[PAGE EXTRACT]

####################

At least 20 killed in ongoing unrest in Chile

World Today

Nearly two-dozen people have been killed in social unrest in Chile. Hundreds more have been injured in protests over widening inequality. Security forces responding to the demonstrations now face allegations of human rights abuses.

CGTN’s Joel Richards reports from Santiago.

Last week, Natalia Aravena took part in protests near the presidential palace in Santiago. She said the police violently broke up what had been a peaceful demonstration.

“At first they shot into the air but then they started shooting at people and that’s when people started to run,” she said. 

The 24-year-old nurse says she was caught in the crowds and hit in the face by a tear gas canister.

“I can’t see anything at all, I can’t even see light. There is nothing. I have lost all use of my eye.”

Officials say nearly 200 people like Natalia suffered eye injuries so far during the protests that have engulfed Chile over the past three weeks. Investigators put the blame on authorities.

“The police have allegedly fired small bullets, pellets and tear gas canisters at the body and specifically to the face of the demonstrators, ” said Magdalena Garces with the University of Chile.

The United Nations has sent a task force to investigate human rights abuses by security forces, amid allegations of torture and rape. There have been at least 23 deaths.

####################

[BRIEF A]
List every person named in the Chile unrest report.
[BRIEF B]
Write the next few sentences of the Chile unrest report, starting after its final sentence.

####################

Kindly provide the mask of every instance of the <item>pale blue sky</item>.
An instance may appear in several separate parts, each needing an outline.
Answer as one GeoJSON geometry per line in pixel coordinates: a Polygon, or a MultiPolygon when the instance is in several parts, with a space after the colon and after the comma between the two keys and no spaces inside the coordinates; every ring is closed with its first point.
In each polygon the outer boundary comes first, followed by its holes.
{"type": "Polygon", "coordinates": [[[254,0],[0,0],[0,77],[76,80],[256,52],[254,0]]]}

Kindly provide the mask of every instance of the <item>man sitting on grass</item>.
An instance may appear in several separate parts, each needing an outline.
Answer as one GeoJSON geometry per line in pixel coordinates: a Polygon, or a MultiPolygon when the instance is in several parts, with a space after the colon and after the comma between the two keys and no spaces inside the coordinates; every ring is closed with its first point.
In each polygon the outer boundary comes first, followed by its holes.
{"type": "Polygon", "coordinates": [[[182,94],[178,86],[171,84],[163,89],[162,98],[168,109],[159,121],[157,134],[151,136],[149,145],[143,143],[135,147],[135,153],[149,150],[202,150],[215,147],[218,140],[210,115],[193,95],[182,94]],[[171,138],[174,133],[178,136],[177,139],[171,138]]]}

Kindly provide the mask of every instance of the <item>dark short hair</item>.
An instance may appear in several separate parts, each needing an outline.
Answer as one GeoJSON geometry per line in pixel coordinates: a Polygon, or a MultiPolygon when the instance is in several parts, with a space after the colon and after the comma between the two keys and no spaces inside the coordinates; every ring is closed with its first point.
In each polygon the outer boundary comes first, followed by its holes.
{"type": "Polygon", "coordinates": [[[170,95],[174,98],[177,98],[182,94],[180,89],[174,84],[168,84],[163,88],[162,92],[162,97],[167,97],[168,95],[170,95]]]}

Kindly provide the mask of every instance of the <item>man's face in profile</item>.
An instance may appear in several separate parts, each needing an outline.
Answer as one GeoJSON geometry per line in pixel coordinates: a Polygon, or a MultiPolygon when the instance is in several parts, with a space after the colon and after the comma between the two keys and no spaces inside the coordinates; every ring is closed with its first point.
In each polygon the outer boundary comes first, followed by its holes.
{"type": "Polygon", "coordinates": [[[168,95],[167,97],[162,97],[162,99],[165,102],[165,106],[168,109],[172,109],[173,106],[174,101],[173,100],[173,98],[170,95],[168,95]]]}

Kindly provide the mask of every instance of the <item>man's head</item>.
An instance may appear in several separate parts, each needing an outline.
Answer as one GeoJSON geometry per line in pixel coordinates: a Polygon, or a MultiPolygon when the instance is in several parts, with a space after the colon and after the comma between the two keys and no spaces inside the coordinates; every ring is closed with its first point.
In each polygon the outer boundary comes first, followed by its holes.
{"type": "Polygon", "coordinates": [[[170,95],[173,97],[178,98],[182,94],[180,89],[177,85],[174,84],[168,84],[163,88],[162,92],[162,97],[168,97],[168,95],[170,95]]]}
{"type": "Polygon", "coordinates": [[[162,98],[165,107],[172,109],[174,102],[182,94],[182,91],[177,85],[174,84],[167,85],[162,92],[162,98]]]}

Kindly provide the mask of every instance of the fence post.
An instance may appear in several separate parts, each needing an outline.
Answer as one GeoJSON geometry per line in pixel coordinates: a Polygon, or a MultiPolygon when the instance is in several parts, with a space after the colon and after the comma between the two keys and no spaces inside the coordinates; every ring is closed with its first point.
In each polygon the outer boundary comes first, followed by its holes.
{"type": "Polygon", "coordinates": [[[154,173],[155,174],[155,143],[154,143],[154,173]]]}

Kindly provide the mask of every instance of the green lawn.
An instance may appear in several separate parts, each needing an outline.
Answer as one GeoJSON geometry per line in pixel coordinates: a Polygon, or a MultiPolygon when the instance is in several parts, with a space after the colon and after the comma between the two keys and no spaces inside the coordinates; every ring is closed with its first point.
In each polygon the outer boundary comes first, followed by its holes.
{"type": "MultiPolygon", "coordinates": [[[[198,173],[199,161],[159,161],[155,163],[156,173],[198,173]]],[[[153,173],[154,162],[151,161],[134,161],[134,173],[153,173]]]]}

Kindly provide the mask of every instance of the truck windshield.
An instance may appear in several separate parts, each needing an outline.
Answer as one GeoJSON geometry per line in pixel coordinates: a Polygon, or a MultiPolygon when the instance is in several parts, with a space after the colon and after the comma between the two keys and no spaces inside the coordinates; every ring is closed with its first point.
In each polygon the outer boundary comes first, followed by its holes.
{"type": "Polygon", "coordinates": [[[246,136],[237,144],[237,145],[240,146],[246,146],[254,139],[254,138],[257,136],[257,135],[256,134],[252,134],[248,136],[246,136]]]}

####################

[ANSWER BOX A]
Joel Richards, Natalia Aravena, Magdalena Garces

[ANSWER BOX B]
To give a sense of the scale of the allegations against the police, Chile’s National Human Rights Institute says that of all the cases it has filed against police for excessive use of force in the last nine years, around half of those cases have come in the last three weeks.

President Sebastian Pinera has pledged to visit victims of police violence and promised there will be investigations but at the same time announced measures to tighten security.

“Any excessive use of force will also be investigated by the prosecution and judged by the courts of justice.”

Official figures show there have been nearly eighteen-hundred people injured across Chile, but the Red Cross believes the number of injured to be up to 30% higher. Many protesters do not want to be treated in hospitals for fear of being arrested. The Red Cross volunteers are viewed as heroes as they lend assistance. 

“I have worked during earthquakes, tsunamis and looting, but I’ve never seen anything on this scale, that lasts as long, that is as intense, and with so many people,” said Red Cross Dr. Rodrigo Fernandez. “It is shocking.”

Clashes between the police and protesters take place daily. The police chief has denied that the police have committed human rights abuses but accepts errors in procedure.

Some of the participants have a swagger about the rioting, but increasingly, it’s reports of excessive use of force against the many people demonstrating peacefully that is fueling the protests.